Aim of the task -
For this exercise, transcribe all of the entries exactly.
** The records follows **
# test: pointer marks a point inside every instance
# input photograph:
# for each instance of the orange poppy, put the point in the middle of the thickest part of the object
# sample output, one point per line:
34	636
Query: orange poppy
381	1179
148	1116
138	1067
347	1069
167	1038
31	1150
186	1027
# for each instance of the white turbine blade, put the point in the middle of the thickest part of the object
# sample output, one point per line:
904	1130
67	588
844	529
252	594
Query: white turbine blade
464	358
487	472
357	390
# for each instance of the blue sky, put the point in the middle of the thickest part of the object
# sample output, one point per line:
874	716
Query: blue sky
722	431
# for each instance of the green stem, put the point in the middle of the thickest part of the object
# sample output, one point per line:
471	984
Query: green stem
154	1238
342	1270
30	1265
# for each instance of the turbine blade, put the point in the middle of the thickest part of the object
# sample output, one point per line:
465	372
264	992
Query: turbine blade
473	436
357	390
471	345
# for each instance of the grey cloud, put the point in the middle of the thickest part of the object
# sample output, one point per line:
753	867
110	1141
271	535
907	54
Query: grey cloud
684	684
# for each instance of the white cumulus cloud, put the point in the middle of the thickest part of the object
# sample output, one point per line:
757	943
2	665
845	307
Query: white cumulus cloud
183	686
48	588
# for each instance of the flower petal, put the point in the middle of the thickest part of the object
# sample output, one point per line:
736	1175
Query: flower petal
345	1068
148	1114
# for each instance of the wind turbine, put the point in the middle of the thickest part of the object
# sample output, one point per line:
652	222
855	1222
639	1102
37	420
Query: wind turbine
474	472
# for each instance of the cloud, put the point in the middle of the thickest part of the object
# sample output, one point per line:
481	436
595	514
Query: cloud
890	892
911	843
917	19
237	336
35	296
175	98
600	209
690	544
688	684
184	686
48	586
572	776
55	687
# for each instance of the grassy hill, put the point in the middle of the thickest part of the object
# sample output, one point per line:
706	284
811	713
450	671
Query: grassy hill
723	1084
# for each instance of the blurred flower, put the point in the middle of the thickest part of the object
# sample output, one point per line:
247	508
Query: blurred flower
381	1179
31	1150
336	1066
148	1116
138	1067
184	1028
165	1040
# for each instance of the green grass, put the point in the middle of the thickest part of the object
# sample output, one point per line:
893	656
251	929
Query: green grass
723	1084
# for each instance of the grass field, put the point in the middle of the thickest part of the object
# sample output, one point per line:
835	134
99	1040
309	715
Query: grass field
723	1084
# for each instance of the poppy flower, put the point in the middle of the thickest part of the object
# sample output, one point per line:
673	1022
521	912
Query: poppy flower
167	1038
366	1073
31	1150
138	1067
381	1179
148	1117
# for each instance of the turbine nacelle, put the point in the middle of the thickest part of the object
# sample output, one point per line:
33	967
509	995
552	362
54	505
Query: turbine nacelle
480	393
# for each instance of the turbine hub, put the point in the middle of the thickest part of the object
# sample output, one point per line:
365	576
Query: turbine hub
** End of The records **
Task solution -
# test: pointer marks a point inside every instance
# input photograph:
# for each instance of the orange poppy, put the point in the middle of the thickest part of the object
# sample output, one point per line:
34	636
Query: orange poppy
381	1179
148	1116
138	1067
347	1069
167	1038
31	1150
186	1027
# for each instance of the white turbine blade, put the point in the middle of the thickest part of the object
# sample output, one point per line:
904	1130
67	588
844	529
252	594
Query: white turbine blade
464	358
487	472
357	390
# for each instance of the blue sky, put the point in the middle of the thickest part of the object
# sample output, one point per line:
874	716
Query: blue sky
722	431
# for each instance of the green stem, put the point in the middle of the thickest part of the object
# sample output, one point per line:
471	984
Query: green stem
154	1238
342	1270
30	1265
# for each instance of the turbine blade, put the point in the middle of the thickest part of the object
# sample output, one point per line:
465	372
264	992
Query: turbine blade
473	436
357	390
471	345
# for each instance of the grey cloud, put the point in the middle of the thickest part of the object
# sample output, one point per line:
753	867
110	1141
271	535
907	54
Query: grey cloud
684	684
# for each instance of the white cumulus cloud, put the point in the middle of the thickest part of the object
# sample output, one point per line:
757	943
2	665
845	307
Query: white cumulus cloud
183	686
48	588
# for each instance of the flower petal, put the point in the middle of the thickest part of the object
# sample output, one point per line:
736	1175
Query: flower petal
345	1068
148	1114
# for each instance of the wind turbine, put the point in the middle of the thickest part of the object
# sample output, one point per line:
652	222
855	1222
639	1102
37	420
Query: wind turbine
474	472
# for each instance of the cloud, put the point in the middle of the thickest part of the object
# sample output, one point per line:
481	436
595	514
Query: cloud
890	892
911	843
917	19
237	336
35	296
175	98
600	209
690	544
688	684
184	686
48	586
572	776
55	687
# for each instance of the grassy hill, put the point in the middle of the thickest part of the object
# sample output, one point per line:
706	284
811	713
450	671
Query: grassy hill
723	1084
# for each instance of the blurred flower, put the point in the middle of the thickest part of the object
# sample output, one point per line:
247	508
Query: blurred flower
381	1179
31	1150
336	1066
148	1116
138	1067
184	1028
165	1040
# for each instance of the green grass, put the point in the middle of the thickest part of the object
# sample output, one point per line:
893	656
251	929
Query: green grass
723	1084
# for each instance of the grass field, put the point in the middle of the thickest part of the object
# sample output, one point per line:
835	134
99	1040
309	715
Query: grass field
723	1084
# for each instance of the poppy flower, put the point in the middle of the thickest part of the object
# sample output, one point per line:
673	1022
521	912
Query: poppy flower
167	1038
366	1073
31	1150
138	1067
381	1179
148	1117
# for each instance of the turbine nacelle, put the point in the middle of the thickest part of the object
# sample output, one point per line:
33	967
509	995
552	362
54	505
Query: turbine nacelle
480	393
# for each instance of the turbine hub, put the point in the middle of the thickest part of the object
# sample output, one point per line:
365	576
Query: turbine hub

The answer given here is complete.